▶ [Required task]
From the line containing "Reviewer note: check that every instance of the green jacket" down to the last line of the records below, copy every line exactly. Leave out everything before it.

(Data entries)
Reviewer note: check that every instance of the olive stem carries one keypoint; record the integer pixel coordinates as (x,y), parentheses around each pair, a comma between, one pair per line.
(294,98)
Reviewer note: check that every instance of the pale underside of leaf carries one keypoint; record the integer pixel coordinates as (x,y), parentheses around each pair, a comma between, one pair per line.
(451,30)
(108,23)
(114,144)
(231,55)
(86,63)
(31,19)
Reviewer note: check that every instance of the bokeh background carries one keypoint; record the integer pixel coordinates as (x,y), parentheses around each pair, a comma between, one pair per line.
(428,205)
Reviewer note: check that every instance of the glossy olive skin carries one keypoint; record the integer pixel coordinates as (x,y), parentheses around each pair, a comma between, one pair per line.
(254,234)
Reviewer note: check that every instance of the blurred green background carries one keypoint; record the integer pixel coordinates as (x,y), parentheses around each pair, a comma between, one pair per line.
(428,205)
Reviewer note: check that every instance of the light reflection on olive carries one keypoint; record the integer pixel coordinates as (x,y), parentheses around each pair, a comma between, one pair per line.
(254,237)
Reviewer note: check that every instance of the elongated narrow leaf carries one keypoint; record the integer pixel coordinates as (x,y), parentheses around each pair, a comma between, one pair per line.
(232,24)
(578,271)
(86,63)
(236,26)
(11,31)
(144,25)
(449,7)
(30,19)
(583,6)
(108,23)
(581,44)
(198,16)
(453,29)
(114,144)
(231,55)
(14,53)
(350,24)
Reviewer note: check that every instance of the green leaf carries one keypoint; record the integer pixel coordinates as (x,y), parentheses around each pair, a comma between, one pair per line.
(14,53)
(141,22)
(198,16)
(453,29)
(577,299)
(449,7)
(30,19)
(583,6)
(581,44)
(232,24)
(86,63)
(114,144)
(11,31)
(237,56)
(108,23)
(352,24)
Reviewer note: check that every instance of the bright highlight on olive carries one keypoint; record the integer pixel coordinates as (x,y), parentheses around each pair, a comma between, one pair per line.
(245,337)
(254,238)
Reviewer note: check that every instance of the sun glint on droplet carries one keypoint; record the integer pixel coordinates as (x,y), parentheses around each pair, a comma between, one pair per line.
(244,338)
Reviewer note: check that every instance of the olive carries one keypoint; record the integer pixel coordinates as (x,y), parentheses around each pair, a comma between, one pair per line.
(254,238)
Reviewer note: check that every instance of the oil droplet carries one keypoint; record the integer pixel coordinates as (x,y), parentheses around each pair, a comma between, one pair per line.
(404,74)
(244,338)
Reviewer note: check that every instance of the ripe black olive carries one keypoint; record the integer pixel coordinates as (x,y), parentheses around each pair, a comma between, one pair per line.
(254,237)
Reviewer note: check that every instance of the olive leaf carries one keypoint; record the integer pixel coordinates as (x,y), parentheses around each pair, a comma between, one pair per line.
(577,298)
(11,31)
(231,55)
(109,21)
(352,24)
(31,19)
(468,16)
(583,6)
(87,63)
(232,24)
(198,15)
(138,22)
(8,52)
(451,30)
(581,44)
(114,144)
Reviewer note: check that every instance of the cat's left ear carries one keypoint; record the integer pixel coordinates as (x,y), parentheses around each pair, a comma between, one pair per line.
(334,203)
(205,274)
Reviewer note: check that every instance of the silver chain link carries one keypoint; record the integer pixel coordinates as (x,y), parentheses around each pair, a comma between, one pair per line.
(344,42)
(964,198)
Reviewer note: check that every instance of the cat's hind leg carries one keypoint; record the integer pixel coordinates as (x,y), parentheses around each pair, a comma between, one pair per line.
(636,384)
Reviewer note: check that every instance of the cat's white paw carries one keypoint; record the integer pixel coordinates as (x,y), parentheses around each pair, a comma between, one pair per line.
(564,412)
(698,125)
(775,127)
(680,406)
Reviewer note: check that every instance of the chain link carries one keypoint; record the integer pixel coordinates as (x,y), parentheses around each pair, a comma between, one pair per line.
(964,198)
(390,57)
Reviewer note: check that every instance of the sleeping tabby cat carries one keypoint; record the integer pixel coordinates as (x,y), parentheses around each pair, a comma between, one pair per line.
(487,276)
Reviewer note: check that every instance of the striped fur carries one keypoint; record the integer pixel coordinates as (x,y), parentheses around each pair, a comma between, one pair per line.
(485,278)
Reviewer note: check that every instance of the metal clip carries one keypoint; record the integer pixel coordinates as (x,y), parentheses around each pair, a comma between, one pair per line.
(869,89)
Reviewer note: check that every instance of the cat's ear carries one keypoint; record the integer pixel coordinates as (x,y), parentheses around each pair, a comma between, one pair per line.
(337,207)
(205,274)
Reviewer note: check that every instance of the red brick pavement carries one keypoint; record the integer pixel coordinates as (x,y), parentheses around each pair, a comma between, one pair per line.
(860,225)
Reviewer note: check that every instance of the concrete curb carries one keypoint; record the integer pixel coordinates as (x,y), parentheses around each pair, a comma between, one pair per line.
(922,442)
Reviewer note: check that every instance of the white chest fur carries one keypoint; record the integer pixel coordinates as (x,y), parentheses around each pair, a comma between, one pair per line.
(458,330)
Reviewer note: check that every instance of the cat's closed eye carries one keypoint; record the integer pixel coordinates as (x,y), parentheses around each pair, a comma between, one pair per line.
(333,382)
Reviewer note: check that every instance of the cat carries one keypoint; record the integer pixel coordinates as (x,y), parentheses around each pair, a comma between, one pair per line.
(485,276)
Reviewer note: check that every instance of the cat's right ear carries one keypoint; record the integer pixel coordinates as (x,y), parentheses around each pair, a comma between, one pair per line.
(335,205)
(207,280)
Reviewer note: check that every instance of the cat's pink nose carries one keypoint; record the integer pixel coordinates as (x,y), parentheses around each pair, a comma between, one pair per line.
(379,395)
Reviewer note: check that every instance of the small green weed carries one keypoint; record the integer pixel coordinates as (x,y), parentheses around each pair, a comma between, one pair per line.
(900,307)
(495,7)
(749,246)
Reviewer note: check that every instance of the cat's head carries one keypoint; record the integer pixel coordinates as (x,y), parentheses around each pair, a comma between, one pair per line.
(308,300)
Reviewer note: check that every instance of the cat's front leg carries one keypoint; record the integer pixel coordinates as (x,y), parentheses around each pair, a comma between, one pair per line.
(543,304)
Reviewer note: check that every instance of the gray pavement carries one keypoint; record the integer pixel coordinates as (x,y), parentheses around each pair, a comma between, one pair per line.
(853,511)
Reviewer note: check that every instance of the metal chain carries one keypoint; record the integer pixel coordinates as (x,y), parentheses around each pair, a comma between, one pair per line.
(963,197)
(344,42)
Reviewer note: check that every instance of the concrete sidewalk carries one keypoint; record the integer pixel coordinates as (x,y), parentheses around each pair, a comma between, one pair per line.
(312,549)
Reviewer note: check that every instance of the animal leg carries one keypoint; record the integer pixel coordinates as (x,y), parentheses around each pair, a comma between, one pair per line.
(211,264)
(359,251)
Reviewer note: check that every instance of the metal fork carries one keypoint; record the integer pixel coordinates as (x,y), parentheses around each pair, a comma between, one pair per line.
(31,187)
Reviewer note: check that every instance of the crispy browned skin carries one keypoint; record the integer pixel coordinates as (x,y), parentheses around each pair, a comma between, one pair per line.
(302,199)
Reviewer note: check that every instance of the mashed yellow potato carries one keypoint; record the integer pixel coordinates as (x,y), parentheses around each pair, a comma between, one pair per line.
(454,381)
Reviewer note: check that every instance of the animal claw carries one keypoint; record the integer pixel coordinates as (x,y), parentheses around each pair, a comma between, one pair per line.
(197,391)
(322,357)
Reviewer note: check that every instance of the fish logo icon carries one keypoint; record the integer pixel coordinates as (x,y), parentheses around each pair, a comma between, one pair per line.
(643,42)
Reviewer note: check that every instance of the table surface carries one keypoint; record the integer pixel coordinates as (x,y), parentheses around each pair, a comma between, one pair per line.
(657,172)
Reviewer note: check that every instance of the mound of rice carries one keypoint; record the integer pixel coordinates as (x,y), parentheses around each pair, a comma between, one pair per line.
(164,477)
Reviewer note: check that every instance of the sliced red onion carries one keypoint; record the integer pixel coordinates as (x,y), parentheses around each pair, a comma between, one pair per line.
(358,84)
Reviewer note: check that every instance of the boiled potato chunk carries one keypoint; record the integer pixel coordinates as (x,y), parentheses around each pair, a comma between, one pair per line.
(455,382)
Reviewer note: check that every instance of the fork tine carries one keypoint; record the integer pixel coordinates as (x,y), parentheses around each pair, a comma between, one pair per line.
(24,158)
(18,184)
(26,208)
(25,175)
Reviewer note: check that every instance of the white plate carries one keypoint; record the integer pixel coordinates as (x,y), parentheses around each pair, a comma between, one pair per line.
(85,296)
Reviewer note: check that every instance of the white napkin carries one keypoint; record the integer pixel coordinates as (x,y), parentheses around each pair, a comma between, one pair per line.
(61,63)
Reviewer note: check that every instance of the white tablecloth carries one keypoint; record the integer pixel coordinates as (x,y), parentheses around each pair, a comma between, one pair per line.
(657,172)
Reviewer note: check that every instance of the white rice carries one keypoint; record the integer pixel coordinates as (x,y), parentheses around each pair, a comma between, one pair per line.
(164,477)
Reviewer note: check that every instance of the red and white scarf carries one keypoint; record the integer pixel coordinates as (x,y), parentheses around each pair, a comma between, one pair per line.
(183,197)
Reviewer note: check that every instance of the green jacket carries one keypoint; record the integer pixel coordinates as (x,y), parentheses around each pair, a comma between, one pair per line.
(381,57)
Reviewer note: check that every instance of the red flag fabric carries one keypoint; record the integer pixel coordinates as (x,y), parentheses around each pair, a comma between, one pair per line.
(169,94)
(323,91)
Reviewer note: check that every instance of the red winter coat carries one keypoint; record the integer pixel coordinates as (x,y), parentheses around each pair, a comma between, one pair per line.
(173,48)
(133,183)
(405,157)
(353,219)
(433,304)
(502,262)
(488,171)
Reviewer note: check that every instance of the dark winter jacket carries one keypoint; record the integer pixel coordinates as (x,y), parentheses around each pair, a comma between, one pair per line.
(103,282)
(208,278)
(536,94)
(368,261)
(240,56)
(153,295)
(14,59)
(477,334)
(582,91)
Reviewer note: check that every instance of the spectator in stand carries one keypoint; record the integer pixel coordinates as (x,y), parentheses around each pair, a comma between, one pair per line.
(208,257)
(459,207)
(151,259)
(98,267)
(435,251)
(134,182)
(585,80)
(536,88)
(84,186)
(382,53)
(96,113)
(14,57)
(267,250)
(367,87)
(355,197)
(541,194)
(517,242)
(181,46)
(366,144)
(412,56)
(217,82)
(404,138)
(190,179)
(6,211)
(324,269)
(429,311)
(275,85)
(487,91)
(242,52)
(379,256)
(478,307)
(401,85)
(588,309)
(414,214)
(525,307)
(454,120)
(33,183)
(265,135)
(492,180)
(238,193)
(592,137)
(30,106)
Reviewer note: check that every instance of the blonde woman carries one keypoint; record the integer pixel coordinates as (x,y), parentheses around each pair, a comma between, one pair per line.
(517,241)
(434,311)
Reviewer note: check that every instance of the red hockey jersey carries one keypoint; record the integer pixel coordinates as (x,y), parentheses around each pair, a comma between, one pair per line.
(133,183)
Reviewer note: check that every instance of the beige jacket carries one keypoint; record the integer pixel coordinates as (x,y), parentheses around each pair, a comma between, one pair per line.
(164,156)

▶ [Finished answer]
Reviewer note: check that every instance of the green jacket carries one keypoint; record the integer pixel coordinates as (x,y), parentheses around each pair, a comma between, one pair per line.
(381,57)
Reviewer note: check that every instance of the red flag fabric carries one keypoint; record the integer pixel coordinates as (x,y), parentheses around each pair, a comma between, one pair per line.
(169,94)
(323,91)
Reviewer note: check that every instance of the red winter coat carries one keypoint; record the integer pixel coordinates as (x,y), parentheses around each pair, a comma between, one pair per line.
(173,48)
(133,183)
(405,157)
(353,219)
(433,304)
(502,262)
(488,171)
Reviewer note: check that every instance of the dark winter jacket carries one keypoint; record the integer pixel coordinates as (x,y), parentheses around each pair, a comma between, one pair per line.
(103,282)
(208,278)
(536,94)
(368,261)
(240,56)
(153,295)
(14,59)
(477,334)
(582,91)
Reviewer note: check that every instance of the spectator in stand carries one keypoint; record the integer pixel coordinates as (x,y), parentheses around each pair, a comma between, one pair per line.
(208,257)
(459,207)
(151,259)
(98,267)
(435,251)
(134,182)
(585,80)
(536,88)
(84,186)
(382,53)
(96,113)
(14,57)
(267,250)
(367,87)
(355,197)
(541,194)
(517,242)
(181,46)
(366,144)
(412,56)
(217,82)
(404,138)
(190,179)
(6,211)
(324,269)
(429,311)
(275,85)
(487,91)
(242,52)
(379,256)
(478,307)
(401,85)
(588,309)
(414,214)
(525,307)
(454,120)
(33,183)
(265,135)
(492,180)
(238,193)
(592,137)
(30,106)
Reviewer note: check that every instance of the blonde woman carries one keypoint; record the integer pixel coordinates as (x,y), parentheses around each pair, a comma between, one pair per line.
(517,241)
(434,311)
Reviewer note: check that every instance of the red hockey jersey carries one keypoint; record the integer pixel coordinates as (x,y), parentheses around each pair, a comma between, one pair per line.
(133,183)
Reviewer note: check that every instance of the beige jacket carries one keypoint; record the integer pixel coordinates as (x,y), parentheses around each pair, a comma between, one pair per line.
(164,156)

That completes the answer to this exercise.